## YOUR TASKS
(a) List the changes recapped in the bulleted list of the Asimov revisions passage.
(b) Write out everything in the Asimov revisions passage from "There seems to" down to "sake of consistency.", swapping "bookkeeping" for "housekeeping".

START TEXT SECTION

So, let’s look at the changes holistically. There appear to be three categories.
There seems to be one change to smooth out the prose, where “Mathematical Journal—” becomes “Transactions of the Far—.” This reads better because the partial title seems more believable for an academic journal.
There are several bookkeeping changes, namely the one removing “Tyrone and his demagogues” and all those updating the Three Laws of Robotics. These are exactly the kinds of edits one should expect in a fix-up like I, Robot. In any series of stories, details will never be completely determined initially. The book will feel more cohesive if small changes are made for the sake of consistency.
The changes that remain must be what Asimov was referring to when he wrote, “This story was originally rather clumsily done, largely because it dealt with the relationship between the sexes at a time when I had not yet had my first date with a young lady.”
I’m not sure that these edits hit that mark and I’m certain that they fall short of being significant.
Let’s recap these changes. We have:
- Calvin doesn’t approach Herbie “with a friendly smile.”
- Calvin describes Ashe’s girlfriend as “slim” rather than “slinky.”
- Ashe refers to Calvin as a “lady” rather than a “dame.”
- The removal of the sentence where Calvin feels self-conscious about changing her hair and wearing make-up, but that feeling disappears when she’s with him.
So, are women written better as a result of these edits? When Asimov wrote about “significant” changes, it is reasonable to expect something like a fundamentally different subplot for Susan Calvin. Her subplot still resolves around a cringeworthy mistaken impression. It depends on some unfortunate tropes, like Calvin changing her hair and makeup to attract Ashe and destroying Herbie in a fit of pique. That subplot remains “clumsy,” and Asimov’s treatment of female characters isn’t significantly better. For example, although Ashe’s unnamed girlfriend is no longer “slinky,” she remains unable to add two to two.

END TEXT SECTION
START RECORDS SHOWN

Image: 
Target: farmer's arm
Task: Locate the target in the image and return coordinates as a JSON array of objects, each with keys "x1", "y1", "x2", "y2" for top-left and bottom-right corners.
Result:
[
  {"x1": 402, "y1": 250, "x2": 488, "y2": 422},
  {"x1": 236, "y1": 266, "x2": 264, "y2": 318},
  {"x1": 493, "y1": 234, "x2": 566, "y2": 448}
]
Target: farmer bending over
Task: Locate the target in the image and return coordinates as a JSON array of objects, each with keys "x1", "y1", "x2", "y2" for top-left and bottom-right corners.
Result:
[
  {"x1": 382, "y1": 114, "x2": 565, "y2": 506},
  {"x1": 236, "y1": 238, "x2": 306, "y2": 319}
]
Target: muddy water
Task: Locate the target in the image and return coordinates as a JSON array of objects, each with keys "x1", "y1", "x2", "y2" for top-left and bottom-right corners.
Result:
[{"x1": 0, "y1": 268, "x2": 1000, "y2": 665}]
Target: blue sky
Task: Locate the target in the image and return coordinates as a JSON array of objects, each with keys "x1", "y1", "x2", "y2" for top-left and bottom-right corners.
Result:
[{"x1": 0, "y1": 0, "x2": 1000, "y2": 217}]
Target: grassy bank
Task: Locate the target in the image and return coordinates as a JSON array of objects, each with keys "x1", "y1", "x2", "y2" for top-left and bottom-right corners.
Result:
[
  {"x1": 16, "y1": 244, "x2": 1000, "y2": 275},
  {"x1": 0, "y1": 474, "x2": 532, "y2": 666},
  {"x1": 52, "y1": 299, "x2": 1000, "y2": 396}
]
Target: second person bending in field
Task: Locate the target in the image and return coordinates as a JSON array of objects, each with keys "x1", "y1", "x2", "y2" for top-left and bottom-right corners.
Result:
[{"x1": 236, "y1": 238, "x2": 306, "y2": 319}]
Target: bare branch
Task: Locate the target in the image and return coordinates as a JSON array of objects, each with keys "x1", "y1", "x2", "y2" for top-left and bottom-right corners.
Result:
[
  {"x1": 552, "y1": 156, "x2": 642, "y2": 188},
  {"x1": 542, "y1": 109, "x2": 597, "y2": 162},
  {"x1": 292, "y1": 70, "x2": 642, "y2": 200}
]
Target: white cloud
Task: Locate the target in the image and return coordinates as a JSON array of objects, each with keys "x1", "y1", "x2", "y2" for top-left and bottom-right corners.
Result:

END RECORDS SHOWN

## COMPLETE ANSWERS
(a)
- Calvin doesn't approach Herbie "with a friendly smile."
- Calvin describes Ashe's girlfriend as "slim" rather than "slinky."
- Ashe refers to Calvin as a "lady" rather than a "dame."
- The removal of the sentence where Calvin feels self-conscious about changing her hair and wearing make-up, but that feeling disappears when she's with him.

(b)
There seems to be one change to smooth out the prose, where “Mathematical Journal—” becomes “Transactions of the Far—.” This reads better because the partial title seems more believable for an academic journal.
There are several housekeeping changes, namely the one removing “Tyrone and his demagogues” and all those updating the Three Laws of Robotics. These are exactly the kinds of edits one should expect in a fix-up like I, Robot. In any series of stories, details will never be completely determined initially. The book will feel more cohesive if small changes are made for the sake of consistency.